● **Objectif de la tâche**: Réécrivez le passage de l'arrêt qui commence aux mots "Me Ribaut, SCP" et s'arrête après "de Belle Epine.", en remplaçant "magasin" par "commerce".

Livv
Décisions

CA Paris, 4e ch. A, 12 décembre 1990, n° 89-014813

PARIS

Arrêt

PARTIES

Demandeur :

Kookaï (SA)

Défendeur :

Belle Epine Sélection (SA)

COMPOSITION DE LA JURIDICTION

Président :

Mme Rosnel

Conseillers :

Mme Mandel, M. Boval

Avoués :

Me Ribaut, SCP Verdun-Gastou

Avocats :

Mes Ayache, Skelding.

T. com. Paris, 1re ch., du 29 mai 1989

29 mai 1989

Faits et procédure :

A- Le 2 décembre 1986 Kookai et Epine sélection (ci-après BES) ont signé un contrat aux termes duquel article 1 Kookai s'engage à octroyer à BES sa franchise exclusive d'exploitation d'un magasin spécialisé dans la maille sous l'enseigne Kookai avec les agencements et installations du franchiseur, lequel s'interdit d'ouvrir un autre magasin à l'intérieur du territoire donné en exclusivité, savoir : le Centre commercial de Belle Epine.

Le contrat conclu pour une durée de quatre ans commençant à courir le 1er janvier 1987 prévoyait (article 18) une clause de résiliation par l'une ou l'autre partie en cas d'inexécution d'une quelconque des clauses et conditions convenues notamment la violation des clauses d'exclusivité spécifiées au contrat, et ce un mois après une mise en demeure restée sans effet d'avoir à respecter le contrat, faite par lettre recommandée avec accusé de réception et précisant l'intention de faire jouer la clause de l'article 18.

● **Données fournies**:
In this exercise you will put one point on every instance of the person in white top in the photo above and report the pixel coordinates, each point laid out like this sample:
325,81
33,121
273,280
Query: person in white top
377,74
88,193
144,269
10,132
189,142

● **Réponse détaillée**:
Me Ribaut, SCP Verdun-Gastou

Avocats :

Mes Ayache, Skelding.

T. com. Paris, 1re ch., du 29 mai 1989

29 mai 1989

Faits et procédure :

A- Le 2 décembre 1986 Kookai et Epine sélection (ci-après BES) ont signé un contrat aux termes duquel article 1 Kookai s'engage à octroyer à BES sa franchise exclusive d'exploitation d'un commerce spécialisé dans la maille sous l'enseigne Kookai avec les agencements et installations du franchiseur, lequel s'interdit d'ouvrir un autre commerce à l'intérieur du territoire donné en exclusivité, savoir : le Centre commercial de Belle Epine.